### PROVIDED ENTRIES
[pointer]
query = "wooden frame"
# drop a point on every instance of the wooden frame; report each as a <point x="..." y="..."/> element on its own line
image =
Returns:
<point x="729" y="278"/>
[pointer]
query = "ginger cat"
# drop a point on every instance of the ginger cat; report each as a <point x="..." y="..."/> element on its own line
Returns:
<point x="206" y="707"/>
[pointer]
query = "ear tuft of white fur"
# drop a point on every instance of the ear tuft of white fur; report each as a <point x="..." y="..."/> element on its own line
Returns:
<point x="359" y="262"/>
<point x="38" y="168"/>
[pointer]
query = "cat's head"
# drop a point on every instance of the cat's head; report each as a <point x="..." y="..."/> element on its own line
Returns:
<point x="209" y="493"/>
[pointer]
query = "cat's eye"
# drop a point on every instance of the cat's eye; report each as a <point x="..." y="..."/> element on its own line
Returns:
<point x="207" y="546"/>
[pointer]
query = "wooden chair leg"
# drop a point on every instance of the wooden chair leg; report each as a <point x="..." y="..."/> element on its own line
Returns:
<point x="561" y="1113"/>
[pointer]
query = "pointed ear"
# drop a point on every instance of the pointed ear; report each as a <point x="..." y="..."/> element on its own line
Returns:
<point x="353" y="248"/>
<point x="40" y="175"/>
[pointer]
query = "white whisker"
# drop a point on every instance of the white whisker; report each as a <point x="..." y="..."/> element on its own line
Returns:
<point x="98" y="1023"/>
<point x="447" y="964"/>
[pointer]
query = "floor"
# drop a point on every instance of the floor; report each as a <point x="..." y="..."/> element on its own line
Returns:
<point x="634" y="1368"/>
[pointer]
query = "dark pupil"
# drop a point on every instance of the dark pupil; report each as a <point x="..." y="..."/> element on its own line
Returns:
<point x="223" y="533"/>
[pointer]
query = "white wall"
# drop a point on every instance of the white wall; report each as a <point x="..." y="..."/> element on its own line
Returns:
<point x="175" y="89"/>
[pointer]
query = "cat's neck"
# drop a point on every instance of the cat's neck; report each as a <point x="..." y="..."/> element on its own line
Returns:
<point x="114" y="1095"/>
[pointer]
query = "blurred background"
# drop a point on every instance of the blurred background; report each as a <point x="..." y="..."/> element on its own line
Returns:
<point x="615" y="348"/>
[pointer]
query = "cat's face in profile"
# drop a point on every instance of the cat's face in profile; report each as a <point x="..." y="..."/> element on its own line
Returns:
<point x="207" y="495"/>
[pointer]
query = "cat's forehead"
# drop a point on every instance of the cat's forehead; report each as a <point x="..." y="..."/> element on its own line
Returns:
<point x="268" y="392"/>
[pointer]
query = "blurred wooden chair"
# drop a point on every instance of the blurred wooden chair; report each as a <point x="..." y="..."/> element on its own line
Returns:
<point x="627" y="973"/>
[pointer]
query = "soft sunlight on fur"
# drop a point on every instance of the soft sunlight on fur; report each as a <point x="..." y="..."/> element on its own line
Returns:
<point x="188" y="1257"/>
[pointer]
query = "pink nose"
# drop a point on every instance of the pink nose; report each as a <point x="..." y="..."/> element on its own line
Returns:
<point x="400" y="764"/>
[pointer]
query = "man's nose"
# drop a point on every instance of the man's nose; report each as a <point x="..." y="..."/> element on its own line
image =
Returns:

### WHAT IS BEING ASKED
How many lines in the items above contain the string "whisker"? Reply with the number alone.

### RESULT BELOW
2